[Given exercise] Pick out and copy every line of the rows below that contains the word "brick".

[Material for this exercise]
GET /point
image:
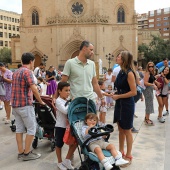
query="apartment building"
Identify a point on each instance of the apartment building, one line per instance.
(160, 20)
(9, 26)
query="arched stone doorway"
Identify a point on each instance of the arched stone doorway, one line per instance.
(76, 53)
(37, 60)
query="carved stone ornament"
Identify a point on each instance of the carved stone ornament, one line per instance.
(58, 20)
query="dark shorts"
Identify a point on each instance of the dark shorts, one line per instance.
(59, 134)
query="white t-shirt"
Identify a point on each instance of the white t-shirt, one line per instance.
(116, 71)
(61, 113)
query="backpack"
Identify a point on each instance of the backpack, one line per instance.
(161, 81)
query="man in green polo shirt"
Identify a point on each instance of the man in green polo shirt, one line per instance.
(80, 72)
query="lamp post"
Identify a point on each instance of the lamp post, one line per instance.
(109, 57)
(44, 58)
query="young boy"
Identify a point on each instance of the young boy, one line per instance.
(96, 145)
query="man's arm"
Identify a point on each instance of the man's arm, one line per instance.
(36, 94)
(63, 79)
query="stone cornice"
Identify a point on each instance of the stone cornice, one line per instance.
(95, 19)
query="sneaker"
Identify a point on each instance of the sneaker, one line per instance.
(134, 130)
(121, 161)
(31, 156)
(166, 113)
(107, 165)
(161, 119)
(61, 166)
(20, 156)
(7, 121)
(4, 118)
(67, 164)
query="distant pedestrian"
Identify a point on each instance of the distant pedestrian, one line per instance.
(6, 78)
(124, 108)
(51, 81)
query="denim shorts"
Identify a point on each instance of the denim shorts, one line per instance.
(25, 119)
(59, 134)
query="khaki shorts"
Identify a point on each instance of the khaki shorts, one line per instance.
(98, 143)
(25, 118)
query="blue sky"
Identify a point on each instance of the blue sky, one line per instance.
(141, 6)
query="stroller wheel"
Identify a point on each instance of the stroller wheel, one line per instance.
(35, 143)
(13, 128)
(52, 146)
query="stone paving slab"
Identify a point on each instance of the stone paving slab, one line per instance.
(151, 147)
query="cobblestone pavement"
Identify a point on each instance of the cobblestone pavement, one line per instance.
(151, 147)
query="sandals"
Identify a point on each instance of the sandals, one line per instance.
(128, 158)
(149, 122)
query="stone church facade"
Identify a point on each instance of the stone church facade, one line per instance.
(56, 28)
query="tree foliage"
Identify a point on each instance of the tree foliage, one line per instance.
(5, 55)
(156, 50)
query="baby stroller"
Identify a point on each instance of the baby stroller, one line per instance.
(77, 111)
(46, 119)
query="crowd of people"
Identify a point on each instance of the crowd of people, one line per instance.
(116, 91)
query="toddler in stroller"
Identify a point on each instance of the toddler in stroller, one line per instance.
(98, 143)
(77, 111)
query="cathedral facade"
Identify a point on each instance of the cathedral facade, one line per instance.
(54, 29)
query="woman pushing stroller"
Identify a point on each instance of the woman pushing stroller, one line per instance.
(97, 144)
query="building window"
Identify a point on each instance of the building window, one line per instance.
(166, 10)
(159, 12)
(1, 34)
(1, 25)
(121, 15)
(9, 27)
(151, 20)
(6, 43)
(5, 26)
(35, 18)
(166, 29)
(1, 43)
(166, 23)
(151, 13)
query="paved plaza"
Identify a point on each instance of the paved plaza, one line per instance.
(151, 147)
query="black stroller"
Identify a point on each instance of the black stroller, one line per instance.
(77, 111)
(46, 119)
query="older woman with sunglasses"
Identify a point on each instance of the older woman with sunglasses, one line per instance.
(150, 83)
(6, 76)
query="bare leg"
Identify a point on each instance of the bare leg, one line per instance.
(112, 149)
(121, 139)
(99, 153)
(71, 150)
(28, 142)
(129, 142)
(58, 153)
(7, 109)
(160, 105)
(19, 139)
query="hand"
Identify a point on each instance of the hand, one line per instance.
(42, 103)
(115, 96)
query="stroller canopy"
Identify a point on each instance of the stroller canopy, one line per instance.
(79, 107)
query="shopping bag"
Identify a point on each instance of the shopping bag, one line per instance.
(68, 138)
(2, 89)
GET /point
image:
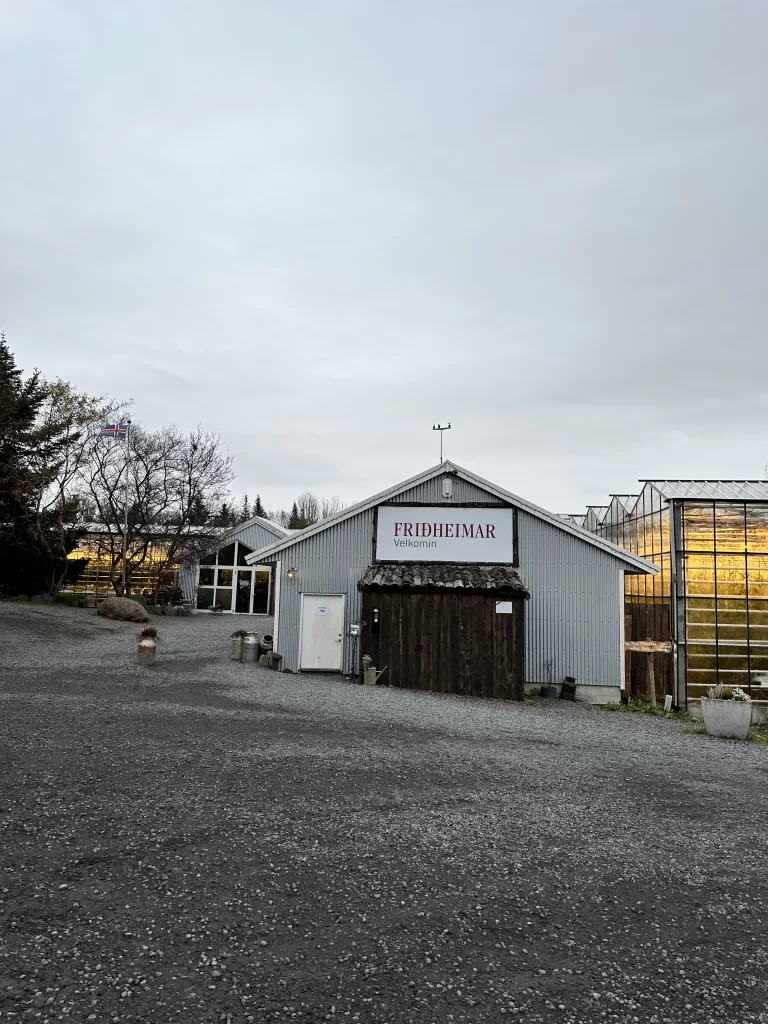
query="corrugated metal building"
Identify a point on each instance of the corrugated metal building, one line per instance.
(576, 581)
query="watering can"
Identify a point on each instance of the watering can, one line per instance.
(371, 676)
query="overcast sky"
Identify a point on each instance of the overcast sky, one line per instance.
(318, 227)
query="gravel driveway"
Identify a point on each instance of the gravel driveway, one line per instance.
(206, 841)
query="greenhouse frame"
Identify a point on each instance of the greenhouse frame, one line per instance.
(710, 541)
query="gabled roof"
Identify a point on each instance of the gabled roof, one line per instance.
(450, 467)
(626, 501)
(576, 517)
(712, 491)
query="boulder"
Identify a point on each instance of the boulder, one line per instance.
(123, 608)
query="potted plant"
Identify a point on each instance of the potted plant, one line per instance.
(251, 647)
(147, 645)
(727, 712)
(238, 637)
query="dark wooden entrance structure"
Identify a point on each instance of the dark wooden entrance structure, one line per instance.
(446, 628)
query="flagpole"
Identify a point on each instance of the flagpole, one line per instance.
(125, 516)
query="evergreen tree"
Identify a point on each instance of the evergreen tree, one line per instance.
(19, 403)
(294, 520)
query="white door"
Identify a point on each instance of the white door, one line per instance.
(322, 632)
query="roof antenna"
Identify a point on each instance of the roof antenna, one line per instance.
(440, 427)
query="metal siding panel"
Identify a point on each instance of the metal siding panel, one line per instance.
(255, 537)
(573, 616)
(431, 491)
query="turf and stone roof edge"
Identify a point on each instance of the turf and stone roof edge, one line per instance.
(639, 564)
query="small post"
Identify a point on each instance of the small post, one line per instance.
(440, 427)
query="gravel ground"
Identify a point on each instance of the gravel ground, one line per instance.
(205, 841)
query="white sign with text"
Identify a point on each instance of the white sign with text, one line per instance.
(442, 534)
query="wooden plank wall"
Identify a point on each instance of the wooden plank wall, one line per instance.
(446, 643)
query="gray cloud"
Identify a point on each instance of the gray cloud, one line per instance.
(318, 227)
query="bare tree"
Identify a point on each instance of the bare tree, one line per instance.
(66, 423)
(170, 476)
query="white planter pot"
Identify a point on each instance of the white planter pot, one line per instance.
(727, 718)
(251, 648)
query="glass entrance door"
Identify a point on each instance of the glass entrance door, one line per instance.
(244, 591)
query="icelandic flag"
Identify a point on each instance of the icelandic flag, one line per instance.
(117, 430)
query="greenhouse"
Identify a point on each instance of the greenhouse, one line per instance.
(710, 541)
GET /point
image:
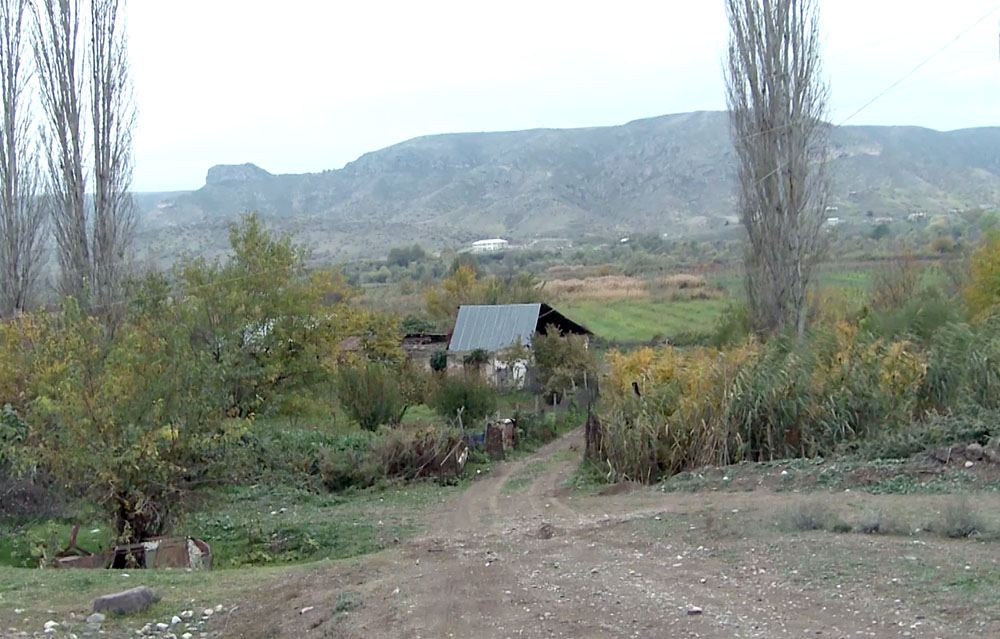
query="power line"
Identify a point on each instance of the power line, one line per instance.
(921, 65)
(888, 89)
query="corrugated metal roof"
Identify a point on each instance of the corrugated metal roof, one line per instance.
(494, 328)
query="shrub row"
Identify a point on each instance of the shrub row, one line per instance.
(669, 410)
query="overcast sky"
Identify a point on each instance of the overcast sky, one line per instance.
(308, 85)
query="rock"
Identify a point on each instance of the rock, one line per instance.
(127, 602)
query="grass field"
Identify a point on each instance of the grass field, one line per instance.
(636, 321)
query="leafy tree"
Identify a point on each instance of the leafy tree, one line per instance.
(268, 326)
(371, 394)
(405, 256)
(562, 362)
(461, 287)
(467, 395)
(132, 420)
(982, 293)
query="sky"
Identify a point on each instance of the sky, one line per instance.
(308, 85)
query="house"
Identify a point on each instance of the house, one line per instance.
(420, 348)
(490, 246)
(496, 328)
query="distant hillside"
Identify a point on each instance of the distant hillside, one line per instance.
(670, 174)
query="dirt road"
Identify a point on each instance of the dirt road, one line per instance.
(517, 555)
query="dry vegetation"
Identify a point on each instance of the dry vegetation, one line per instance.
(677, 287)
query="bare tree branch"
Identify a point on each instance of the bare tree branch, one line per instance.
(777, 104)
(81, 52)
(113, 118)
(22, 219)
(60, 77)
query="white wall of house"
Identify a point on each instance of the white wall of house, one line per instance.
(490, 246)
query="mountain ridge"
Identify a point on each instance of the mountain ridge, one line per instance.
(666, 174)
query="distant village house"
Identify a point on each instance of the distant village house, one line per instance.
(490, 246)
(494, 329)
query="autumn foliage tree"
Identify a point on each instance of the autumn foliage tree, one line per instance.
(982, 293)
(136, 417)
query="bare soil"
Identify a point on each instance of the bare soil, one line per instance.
(520, 555)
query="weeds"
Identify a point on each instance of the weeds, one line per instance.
(960, 520)
(815, 515)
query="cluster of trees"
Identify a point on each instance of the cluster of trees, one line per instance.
(71, 169)
(136, 415)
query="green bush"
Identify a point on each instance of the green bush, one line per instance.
(371, 394)
(469, 394)
(920, 316)
(349, 463)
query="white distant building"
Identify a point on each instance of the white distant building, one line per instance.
(490, 246)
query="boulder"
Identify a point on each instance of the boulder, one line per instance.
(127, 602)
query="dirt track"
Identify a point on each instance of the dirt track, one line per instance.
(518, 556)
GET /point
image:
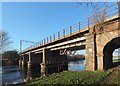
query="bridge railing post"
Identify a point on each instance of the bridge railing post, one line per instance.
(54, 36)
(44, 41)
(63, 32)
(58, 35)
(88, 22)
(70, 30)
(50, 39)
(79, 26)
(47, 40)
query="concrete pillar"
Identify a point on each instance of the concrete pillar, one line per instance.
(90, 52)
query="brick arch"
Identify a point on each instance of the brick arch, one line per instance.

[Correct answer]
query="brick arch"
Identify a point on each instance of the brick arch, one line per instance.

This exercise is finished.